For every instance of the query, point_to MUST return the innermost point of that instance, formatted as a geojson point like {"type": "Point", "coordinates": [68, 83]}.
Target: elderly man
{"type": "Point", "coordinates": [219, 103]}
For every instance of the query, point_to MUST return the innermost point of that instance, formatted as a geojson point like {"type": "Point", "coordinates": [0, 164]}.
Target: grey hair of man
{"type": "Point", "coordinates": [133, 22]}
------------------------------------
OBJECTIVE
Write out the listing again, swapping "innermost" for "central" and leaving everything else unchanged.

WRITTEN RESPONSE
For every instance of the query, point_to MUST return the central point of that instance, formatted as a geojson point like {"type": "Point", "coordinates": [68, 83]}.
Target: elderly man
{"type": "Point", "coordinates": [219, 103]}
For every instance of the query, point_to MUST return the central point of that instance, formatted as a geojson point like {"type": "Point", "coordinates": [0, 164]}.
Target: grey hair of man
{"type": "Point", "coordinates": [133, 22]}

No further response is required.